To do: Reproduce each of the items below word for word, keeping every line as it appears.

Raw records:
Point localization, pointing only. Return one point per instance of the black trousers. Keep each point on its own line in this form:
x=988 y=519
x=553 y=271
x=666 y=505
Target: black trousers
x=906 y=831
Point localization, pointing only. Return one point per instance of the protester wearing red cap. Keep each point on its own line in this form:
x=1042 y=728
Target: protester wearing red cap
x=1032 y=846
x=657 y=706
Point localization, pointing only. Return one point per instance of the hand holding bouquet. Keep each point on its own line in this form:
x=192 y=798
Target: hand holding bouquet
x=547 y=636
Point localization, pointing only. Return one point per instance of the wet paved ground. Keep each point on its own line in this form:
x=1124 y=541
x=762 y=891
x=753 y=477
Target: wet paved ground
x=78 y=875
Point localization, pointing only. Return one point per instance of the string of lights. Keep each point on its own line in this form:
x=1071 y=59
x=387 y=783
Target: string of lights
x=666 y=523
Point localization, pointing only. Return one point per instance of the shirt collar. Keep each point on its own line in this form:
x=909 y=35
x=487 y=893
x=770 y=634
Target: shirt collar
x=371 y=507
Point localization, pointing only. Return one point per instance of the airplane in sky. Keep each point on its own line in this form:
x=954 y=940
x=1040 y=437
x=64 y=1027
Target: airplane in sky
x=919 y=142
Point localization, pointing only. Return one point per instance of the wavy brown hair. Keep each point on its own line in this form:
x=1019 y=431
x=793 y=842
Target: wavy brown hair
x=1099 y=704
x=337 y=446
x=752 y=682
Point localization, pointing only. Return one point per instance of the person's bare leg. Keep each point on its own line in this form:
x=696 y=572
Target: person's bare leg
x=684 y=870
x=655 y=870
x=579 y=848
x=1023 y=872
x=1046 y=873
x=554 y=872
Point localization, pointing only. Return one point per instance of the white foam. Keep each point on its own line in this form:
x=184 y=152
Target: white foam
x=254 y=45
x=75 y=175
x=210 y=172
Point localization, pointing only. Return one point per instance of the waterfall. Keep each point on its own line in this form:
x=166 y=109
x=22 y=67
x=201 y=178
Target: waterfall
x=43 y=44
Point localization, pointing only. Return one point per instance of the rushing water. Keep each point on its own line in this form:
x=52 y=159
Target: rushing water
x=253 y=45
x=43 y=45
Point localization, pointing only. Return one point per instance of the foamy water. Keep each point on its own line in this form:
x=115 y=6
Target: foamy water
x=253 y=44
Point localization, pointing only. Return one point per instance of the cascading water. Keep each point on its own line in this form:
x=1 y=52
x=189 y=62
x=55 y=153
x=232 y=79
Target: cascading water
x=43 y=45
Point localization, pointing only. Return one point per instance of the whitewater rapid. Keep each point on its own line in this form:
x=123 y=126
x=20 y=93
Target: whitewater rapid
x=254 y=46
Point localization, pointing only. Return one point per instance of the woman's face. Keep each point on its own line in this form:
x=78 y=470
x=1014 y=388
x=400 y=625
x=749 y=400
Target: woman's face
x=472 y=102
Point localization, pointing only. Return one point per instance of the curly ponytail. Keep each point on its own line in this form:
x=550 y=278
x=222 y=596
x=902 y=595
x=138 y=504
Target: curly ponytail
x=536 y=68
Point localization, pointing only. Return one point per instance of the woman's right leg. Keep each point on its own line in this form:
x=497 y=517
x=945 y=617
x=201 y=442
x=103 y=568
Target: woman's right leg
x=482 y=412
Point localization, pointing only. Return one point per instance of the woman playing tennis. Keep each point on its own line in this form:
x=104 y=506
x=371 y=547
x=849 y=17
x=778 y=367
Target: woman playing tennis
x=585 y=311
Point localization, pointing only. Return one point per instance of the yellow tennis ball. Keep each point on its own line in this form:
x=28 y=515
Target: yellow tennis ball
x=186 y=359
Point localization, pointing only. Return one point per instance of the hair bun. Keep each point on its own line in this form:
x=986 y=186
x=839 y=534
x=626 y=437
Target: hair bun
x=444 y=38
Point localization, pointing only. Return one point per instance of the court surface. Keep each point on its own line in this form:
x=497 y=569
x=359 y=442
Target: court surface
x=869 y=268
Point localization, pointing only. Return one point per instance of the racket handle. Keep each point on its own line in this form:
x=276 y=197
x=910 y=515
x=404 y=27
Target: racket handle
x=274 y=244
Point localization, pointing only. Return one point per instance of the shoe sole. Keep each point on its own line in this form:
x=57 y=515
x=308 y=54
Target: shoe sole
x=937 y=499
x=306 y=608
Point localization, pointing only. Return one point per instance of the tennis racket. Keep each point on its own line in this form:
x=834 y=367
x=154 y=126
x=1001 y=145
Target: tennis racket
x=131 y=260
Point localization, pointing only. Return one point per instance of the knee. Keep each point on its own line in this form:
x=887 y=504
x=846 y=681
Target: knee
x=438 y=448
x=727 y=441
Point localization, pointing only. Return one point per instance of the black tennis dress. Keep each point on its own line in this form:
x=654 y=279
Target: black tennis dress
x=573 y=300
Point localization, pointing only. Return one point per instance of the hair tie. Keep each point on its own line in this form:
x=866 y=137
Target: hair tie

Final answer:
Point localization, pointing only. Return one point per instance of the black trousers. Keep each point on its own line in this form:
x=988 y=519
x=553 y=271
x=666 y=505
Target: black trousers
x=906 y=831
Point localization, pointing only. Return one point per instance of the protester wearing red cap. Keep each point on its own line in this form:
x=1042 y=728
Target: protester wearing red cap
x=1032 y=846
x=657 y=706
Point localization, pointing only. Return one point per instance of the hand holding bouquet. Keep each point on its own line in this form:
x=192 y=798
Target: hand holding bouquet
x=547 y=636
Point localization, pointing only. Return one point per instance of the wet paved ground. Keep each point on its own line in this form:
x=1124 y=541
x=762 y=891
x=753 y=477
Target: wet paved ground
x=78 y=875
Point localization, pointing only. Return one point per instance of the string of lights. Keep each point on its own line in this form:
x=1071 y=59
x=387 y=783
Target: string of lights
x=666 y=523
Point localization, pointing only. Return one point per instance of the shirt collar. Keep each point on its own line in this form:
x=909 y=35
x=487 y=893
x=770 y=634
Target: shirt collar
x=371 y=507
Point localization, pointing only. Return one point per instance of the airplane in sky. Keep each point on its own line in this form:
x=954 y=940
x=1040 y=437
x=64 y=1027
Target: airplane in sky
x=919 y=142
Point localization, pointing only. Return one point per instance of the wavy brown hair. Keep each point on its own line in this form:
x=1019 y=431
x=793 y=842
Target: wavy brown hair
x=1099 y=704
x=337 y=446
x=752 y=682
Point localization, pointing only. Return one point per instance of the person's bare leg. Keep each point on its own line in this form:
x=696 y=572
Target: person's bare leg
x=684 y=870
x=655 y=870
x=579 y=848
x=1023 y=872
x=1046 y=873
x=554 y=872
Point localization, pointing only. Return one point per instance of the white foam. Keep each point on its own line in this form:
x=184 y=152
Target: white foam
x=254 y=45
x=75 y=175
x=210 y=172
Point localization, pointing only. Return one point per instance of the waterfall. Keep each point on its own line in this form:
x=166 y=109
x=22 y=67
x=201 y=178
Target: waterfall
x=43 y=44
Point localization, pointing only. Return one point per instance of the rushing water. Keep each point on its own line in this form:
x=52 y=159
Target: rushing water
x=253 y=45
x=43 y=45
Point localization, pointing only. Return one point per instance of the foamy water. Keep each point on its own line in this form:
x=115 y=6
Target: foamy water
x=253 y=44
Point localization, pointing only. Return one point per instance of the cascading water. Keep each point on its own line in this form:
x=1 y=52
x=189 y=62
x=55 y=153
x=232 y=79
Target: cascading water
x=43 y=45
Point localization, pointing only. Return one point per instance of the whitewater rapid. Keep each point on its own line in this form:
x=123 y=126
x=20 y=93
Target: whitewater rapid
x=254 y=46
Point localization, pointing only. Return one point per instance of the woman's face. Keep each point on its own line in this form:
x=78 y=470
x=1014 y=388
x=400 y=625
x=749 y=400
Target: woman's face
x=472 y=102
Point localization, pointing only. Return one point per instance of the curly ponytail. Keep each point on its own line in this form:
x=550 y=278
x=222 y=596
x=902 y=595
x=138 y=504
Target: curly ponytail
x=536 y=68
Point localization, pointing only. Return one point per instance of the woman's right leg. Keep each point on its own line in this form:
x=497 y=517
x=945 y=617
x=201 y=442
x=103 y=568
Target: woman's right leg
x=482 y=412
Point localization, pointing only. Return one point per instance of the woman playing tennis. Keep each point on its own line in this form:
x=104 y=506
x=371 y=547
x=849 y=17
x=778 y=367
Target: woman playing tennis
x=585 y=311
Point localization, pointing only. Return one point per instance of the yellow tennis ball. Keep each point on its own line in this form:
x=28 y=515
Target: yellow tennis ball
x=186 y=359
Point localization, pointing only. Return one point per instance of the hair bun. Keep each point on its own line in this form:
x=986 y=186
x=839 y=534
x=626 y=437
Target: hair bun
x=444 y=38
Point localization, pointing only. Return one point per instance of the court surface. Keep each point on its own line in this form:
x=497 y=569
x=359 y=442
Target: court surface
x=869 y=268
Point localization, pointing only. Return one point per instance of the racket handle. Keep each point on its own line in this form:
x=276 y=197
x=910 y=515
x=404 y=27
Target: racket handle
x=274 y=244
Point localization, pointing only. Return one point per instance of the shoe sole. Keep each point on its own line in this form:
x=57 y=515
x=308 y=54
Target: shoe sole
x=937 y=499
x=306 y=608
Point localization, pointing only. Return one point per instance of the tennis racket. Keep each point on its own line in this form:
x=834 y=367
x=154 y=126
x=1001 y=145
Target: tennis racket
x=131 y=260
Point localization, pointing only. Return one point per instance of the knee. Keep each point on its own line in this form:
x=887 y=504
x=846 y=681
Target: knee
x=438 y=448
x=727 y=441
Point localization, pointing only. Return one point per instance of the black tennis dress. Keep each point on its own line in this form:
x=654 y=279
Target: black tennis dress
x=573 y=300
Point localization, pointing only. Return one point per instance of the hair tie. Keep each point on its own line in this form:
x=866 y=137
Target: hair tie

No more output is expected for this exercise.